◆ **ACTIVITY**
Render the records as a JSON list of strings, one per line with blank lines left out, starting at the beginning of the records and ending after the line that contains "444L64 407L45 410L47". Leave the pictures out of the answer.

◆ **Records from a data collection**
------

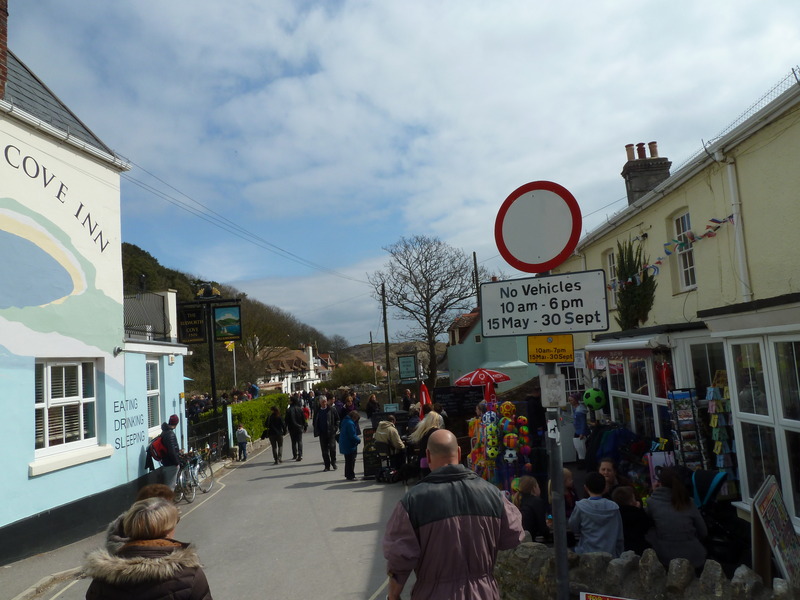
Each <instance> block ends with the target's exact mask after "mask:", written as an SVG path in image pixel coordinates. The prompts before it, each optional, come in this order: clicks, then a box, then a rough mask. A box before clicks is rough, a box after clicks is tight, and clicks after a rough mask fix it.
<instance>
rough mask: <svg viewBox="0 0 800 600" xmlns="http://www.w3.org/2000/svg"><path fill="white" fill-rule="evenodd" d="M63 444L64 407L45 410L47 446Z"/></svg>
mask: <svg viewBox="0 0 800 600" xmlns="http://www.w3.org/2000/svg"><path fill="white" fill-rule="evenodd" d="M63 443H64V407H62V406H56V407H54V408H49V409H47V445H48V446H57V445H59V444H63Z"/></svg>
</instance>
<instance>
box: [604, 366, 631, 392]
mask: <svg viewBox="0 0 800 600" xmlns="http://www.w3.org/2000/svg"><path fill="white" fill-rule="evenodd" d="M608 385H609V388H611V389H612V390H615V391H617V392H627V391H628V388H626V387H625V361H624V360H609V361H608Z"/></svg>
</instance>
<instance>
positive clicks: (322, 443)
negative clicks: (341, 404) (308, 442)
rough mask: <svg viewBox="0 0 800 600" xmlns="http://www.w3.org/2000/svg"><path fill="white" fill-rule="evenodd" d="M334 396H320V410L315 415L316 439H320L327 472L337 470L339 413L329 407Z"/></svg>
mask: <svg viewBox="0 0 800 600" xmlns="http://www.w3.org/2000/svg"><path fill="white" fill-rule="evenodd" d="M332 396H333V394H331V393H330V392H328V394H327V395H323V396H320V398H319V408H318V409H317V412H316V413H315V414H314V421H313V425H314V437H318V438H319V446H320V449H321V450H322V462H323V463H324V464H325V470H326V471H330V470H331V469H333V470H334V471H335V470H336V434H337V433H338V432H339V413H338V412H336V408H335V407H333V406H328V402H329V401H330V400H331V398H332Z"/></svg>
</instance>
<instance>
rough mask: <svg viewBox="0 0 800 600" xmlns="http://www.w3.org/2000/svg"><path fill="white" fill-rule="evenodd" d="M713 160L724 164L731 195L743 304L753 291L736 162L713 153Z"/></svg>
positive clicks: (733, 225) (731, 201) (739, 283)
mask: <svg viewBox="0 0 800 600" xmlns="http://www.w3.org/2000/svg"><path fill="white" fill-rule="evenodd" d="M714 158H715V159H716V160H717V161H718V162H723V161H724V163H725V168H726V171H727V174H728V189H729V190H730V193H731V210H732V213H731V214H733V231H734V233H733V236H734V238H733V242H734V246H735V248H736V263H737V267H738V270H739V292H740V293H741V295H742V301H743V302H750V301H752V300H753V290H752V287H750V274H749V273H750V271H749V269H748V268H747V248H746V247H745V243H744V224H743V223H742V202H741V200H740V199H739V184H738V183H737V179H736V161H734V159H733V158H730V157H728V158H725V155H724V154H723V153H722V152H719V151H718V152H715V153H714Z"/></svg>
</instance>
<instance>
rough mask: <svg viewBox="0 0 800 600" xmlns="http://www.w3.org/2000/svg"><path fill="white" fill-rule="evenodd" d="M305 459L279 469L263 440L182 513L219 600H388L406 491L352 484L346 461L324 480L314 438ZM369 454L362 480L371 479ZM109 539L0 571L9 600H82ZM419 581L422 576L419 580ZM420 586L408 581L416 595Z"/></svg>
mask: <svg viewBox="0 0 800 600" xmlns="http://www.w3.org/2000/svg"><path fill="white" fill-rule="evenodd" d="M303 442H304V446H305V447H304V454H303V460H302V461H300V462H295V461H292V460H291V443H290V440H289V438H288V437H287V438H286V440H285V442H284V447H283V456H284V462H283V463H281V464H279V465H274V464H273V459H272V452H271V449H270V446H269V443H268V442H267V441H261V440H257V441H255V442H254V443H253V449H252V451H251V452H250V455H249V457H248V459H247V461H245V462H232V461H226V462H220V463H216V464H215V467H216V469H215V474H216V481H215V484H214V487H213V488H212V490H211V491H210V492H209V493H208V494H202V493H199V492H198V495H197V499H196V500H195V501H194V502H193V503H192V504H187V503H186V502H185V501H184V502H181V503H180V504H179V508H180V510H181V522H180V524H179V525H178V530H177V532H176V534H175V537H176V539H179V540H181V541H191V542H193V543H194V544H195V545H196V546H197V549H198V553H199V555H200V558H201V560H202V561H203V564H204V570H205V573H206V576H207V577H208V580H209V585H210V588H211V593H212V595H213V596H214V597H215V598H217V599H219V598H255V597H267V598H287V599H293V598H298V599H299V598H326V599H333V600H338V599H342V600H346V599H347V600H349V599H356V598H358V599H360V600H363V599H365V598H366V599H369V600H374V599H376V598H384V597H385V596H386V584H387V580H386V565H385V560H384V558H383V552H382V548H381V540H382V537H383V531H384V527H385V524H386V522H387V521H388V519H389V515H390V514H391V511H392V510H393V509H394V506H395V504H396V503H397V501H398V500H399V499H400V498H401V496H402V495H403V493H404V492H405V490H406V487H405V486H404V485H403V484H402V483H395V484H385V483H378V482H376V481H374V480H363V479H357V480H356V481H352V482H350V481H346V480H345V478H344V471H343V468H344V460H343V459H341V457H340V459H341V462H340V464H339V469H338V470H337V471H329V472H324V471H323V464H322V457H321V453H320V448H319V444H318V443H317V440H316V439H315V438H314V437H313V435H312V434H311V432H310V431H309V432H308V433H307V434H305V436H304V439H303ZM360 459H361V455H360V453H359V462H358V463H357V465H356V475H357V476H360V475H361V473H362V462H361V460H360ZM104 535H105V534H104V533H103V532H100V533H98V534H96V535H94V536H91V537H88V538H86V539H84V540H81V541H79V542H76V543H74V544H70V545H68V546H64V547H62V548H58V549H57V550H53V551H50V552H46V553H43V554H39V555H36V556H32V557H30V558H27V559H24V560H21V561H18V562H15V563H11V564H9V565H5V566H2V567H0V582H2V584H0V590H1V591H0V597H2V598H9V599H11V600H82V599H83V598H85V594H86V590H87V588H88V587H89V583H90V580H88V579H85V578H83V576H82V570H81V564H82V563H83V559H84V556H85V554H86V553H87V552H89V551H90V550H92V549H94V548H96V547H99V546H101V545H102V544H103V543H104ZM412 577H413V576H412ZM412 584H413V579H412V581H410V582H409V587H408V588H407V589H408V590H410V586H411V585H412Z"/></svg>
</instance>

------

◆ **RESULT**
[
  "Each <instance> block ends with the target's exact mask after \"mask:\", written as an SVG path in image pixel coordinates. The prompts before it, each optional, come in this order: clicks, then a box, then a rough mask. A box before clicks is rough, a box after clicks is tight, and clicks after a rough mask fix it.",
  "<instance>",
  "rough mask: <svg viewBox=\"0 0 800 600\" xmlns=\"http://www.w3.org/2000/svg\"><path fill=\"white\" fill-rule=\"evenodd\" d=\"M63 444L64 407L45 410L47 446Z\"/></svg>"
]